**** Listed records ****

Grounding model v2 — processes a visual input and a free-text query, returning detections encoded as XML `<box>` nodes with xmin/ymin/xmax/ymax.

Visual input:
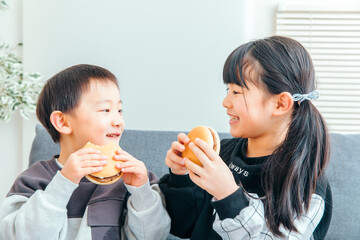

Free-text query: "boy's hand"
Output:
<box><xmin>165</xmin><ymin>133</ymin><xmax>190</xmax><ymax>175</ymax></box>
<box><xmin>60</xmin><ymin>148</ymin><xmax>107</xmax><ymax>184</ymax></box>
<box><xmin>185</xmin><ymin>138</ymin><xmax>239</xmax><ymax>200</ymax></box>
<box><xmin>114</xmin><ymin>150</ymin><xmax>148</xmax><ymax>187</ymax></box>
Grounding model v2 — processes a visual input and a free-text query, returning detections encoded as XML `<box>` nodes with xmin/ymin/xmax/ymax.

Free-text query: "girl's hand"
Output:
<box><xmin>114</xmin><ymin>150</ymin><xmax>148</xmax><ymax>187</ymax></box>
<box><xmin>185</xmin><ymin>138</ymin><xmax>239</xmax><ymax>200</ymax></box>
<box><xmin>60</xmin><ymin>148</ymin><xmax>107</xmax><ymax>184</ymax></box>
<box><xmin>165</xmin><ymin>133</ymin><xmax>190</xmax><ymax>175</ymax></box>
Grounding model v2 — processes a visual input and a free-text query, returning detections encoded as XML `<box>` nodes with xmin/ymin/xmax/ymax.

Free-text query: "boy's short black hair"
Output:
<box><xmin>36</xmin><ymin>64</ymin><xmax>119</xmax><ymax>142</ymax></box>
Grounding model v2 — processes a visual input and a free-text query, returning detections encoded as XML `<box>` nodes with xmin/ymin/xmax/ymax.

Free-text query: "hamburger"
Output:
<box><xmin>182</xmin><ymin>126</ymin><xmax>220</xmax><ymax>166</ymax></box>
<box><xmin>83</xmin><ymin>142</ymin><xmax>122</xmax><ymax>185</ymax></box>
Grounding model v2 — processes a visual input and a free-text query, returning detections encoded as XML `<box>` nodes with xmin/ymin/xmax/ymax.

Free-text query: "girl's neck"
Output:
<box><xmin>246</xmin><ymin>126</ymin><xmax>287</xmax><ymax>157</ymax></box>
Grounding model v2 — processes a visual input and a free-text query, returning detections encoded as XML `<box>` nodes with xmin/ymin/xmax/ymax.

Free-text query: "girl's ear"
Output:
<box><xmin>273</xmin><ymin>92</ymin><xmax>294</xmax><ymax>116</ymax></box>
<box><xmin>50</xmin><ymin>111</ymin><xmax>72</xmax><ymax>135</ymax></box>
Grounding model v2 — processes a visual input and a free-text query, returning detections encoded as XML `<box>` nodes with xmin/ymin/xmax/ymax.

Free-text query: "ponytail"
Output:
<box><xmin>262</xmin><ymin>101</ymin><xmax>330</xmax><ymax>236</ymax></box>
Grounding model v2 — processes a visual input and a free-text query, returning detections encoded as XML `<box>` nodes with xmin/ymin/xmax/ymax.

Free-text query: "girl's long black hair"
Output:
<box><xmin>223</xmin><ymin>36</ymin><xmax>330</xmax><ymax>236</ymax></box>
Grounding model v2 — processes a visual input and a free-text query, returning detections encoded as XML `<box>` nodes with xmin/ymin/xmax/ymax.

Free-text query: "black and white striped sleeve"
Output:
<box><xmin>213</xmin><ymin>194</ymin><xmax>325</xmax><ymax>240</ymax></box>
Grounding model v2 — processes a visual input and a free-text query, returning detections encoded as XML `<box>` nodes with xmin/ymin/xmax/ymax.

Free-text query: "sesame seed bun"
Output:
<box><xmin>182</xmin><ymin>126</ymin><xmax>220</xmax><ymax>166</ymax></box>
<box><xmin>83</xmin><ymin>142</ymin><xmax>122</xmax><ymax>185</ymax></box>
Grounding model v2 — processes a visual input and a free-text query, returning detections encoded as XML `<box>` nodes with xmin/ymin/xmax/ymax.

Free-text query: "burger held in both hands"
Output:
<box><xmin>83</xmin><ymin>141</ymin><xmax>147</xmax><ymax>187</ymax></box>
<box><xmin>165</xmin><ymin>126</ymin><xmax>239</xmax><ymax>200</ymax></box>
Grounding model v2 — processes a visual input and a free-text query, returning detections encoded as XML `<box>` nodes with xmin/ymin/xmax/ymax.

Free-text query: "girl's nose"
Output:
<box><xmin>112</xmin><ymin>114</ymin><xmax>124</xmax><ymax>127</ymax></box>
<box><xmin>222</xmin><ymin>94</ymin><xmax>231</xmax><ymax>108</ymax></box>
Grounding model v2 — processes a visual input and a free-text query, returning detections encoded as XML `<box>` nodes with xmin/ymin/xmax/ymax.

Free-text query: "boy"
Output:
<box><xmin>0</xmin><ymin>65</ymin><xmax>170</xmax><ymax>239</ymax></box>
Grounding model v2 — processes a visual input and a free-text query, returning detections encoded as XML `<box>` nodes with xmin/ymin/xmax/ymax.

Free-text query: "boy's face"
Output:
<box><xmin>67</xmin><ymin>80</ymin><xmax>124</xmax><ymax>149</ymax></box>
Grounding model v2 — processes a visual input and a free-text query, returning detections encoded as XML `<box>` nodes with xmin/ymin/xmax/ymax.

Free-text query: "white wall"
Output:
<box><xmin>0</xmin><ymin>1</ymin><xmax>23</xmax><ymax>204</ymax></box>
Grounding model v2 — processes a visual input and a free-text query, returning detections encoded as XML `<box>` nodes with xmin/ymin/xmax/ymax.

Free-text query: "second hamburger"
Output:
<box><xmin>182</xmin><ymin>126</ymin><xmax>220</xmax><ymax>166</ymax></box>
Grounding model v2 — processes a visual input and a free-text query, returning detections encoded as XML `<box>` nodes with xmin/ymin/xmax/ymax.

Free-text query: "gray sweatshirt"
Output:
<box><xmin>0</xmin><ymin>159</ymin><xmax>170</xmax><ymax>240</ymax></box>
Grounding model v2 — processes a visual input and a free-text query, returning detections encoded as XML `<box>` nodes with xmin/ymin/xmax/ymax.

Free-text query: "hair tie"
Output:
<box><xmin>293</xmin><ymin>91</ymin><xmax>320</xmax><ymax>105</ymax></box>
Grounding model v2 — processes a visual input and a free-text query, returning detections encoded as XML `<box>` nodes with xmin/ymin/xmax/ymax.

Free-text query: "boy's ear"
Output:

****

[Problem description]:
Report every line of the material above that contains the word "hamburger", treating case as significant.

[Result]:
Free-text query: "hamburger"
Free-text query: "second hamburger"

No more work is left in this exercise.